• Goal
From the dataset rows below, keep only the lines that contain the string "woman", and copy each of those lines in full. Treat uppercase and lowercase letters as different when matching.

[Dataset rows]
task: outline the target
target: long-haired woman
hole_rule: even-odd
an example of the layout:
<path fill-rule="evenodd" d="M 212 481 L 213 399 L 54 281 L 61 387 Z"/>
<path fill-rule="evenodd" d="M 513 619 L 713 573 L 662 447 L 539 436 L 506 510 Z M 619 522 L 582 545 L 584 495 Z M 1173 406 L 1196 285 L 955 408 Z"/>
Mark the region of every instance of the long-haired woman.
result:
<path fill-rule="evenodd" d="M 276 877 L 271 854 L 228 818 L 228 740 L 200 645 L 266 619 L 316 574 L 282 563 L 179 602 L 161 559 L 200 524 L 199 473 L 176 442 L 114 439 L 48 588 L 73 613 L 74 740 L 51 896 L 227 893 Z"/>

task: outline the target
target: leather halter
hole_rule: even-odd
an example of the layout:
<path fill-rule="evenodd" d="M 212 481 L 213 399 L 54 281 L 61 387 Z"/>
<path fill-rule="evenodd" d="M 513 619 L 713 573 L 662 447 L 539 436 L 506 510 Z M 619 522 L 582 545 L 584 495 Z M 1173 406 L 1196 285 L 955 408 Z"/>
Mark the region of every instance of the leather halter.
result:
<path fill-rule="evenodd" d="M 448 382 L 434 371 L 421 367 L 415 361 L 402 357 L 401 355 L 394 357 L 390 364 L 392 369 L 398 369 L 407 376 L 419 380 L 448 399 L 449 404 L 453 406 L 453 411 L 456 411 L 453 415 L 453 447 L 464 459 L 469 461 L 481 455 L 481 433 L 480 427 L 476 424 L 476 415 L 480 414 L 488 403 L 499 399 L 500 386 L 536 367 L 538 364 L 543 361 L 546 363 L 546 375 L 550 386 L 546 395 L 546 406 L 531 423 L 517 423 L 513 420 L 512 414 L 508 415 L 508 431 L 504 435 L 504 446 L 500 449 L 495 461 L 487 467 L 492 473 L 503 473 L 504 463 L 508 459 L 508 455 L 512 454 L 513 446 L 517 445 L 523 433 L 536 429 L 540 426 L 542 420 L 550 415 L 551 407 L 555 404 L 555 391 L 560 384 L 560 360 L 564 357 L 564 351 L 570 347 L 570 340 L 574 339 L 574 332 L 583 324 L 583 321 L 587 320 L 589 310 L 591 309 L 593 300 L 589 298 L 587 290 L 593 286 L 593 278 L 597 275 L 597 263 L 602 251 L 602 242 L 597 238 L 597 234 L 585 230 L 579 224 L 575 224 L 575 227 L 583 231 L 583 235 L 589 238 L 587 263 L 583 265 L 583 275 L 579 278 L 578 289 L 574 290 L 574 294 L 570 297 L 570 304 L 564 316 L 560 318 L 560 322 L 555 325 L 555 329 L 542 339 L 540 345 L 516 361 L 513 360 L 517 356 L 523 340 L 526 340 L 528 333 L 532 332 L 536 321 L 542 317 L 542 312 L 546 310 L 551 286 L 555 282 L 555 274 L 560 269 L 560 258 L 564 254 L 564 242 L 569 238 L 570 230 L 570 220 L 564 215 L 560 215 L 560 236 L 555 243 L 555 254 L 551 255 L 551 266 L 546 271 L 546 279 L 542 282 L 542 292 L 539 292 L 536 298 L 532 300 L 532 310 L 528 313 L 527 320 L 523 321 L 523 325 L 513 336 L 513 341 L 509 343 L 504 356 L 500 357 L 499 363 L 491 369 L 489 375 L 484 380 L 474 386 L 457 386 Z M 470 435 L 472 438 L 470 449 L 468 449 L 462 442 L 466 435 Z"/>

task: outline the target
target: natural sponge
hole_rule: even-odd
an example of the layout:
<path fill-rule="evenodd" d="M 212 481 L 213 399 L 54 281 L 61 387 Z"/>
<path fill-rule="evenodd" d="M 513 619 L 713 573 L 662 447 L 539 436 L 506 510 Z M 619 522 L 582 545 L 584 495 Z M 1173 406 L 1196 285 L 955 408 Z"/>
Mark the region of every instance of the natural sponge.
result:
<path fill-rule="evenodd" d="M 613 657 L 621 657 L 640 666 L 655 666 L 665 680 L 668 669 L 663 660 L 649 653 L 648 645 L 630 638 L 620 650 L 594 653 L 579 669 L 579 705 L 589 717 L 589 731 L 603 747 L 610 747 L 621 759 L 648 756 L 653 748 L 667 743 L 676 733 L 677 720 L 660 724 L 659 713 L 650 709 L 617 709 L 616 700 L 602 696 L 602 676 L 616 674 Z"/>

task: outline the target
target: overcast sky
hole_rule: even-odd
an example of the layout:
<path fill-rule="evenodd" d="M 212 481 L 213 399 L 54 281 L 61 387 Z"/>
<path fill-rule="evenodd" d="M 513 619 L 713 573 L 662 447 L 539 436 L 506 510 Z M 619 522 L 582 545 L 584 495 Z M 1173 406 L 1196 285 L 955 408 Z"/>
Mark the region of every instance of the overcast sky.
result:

• Result
target: long-haired woman
Mark the region of every instance of the long-haired woman.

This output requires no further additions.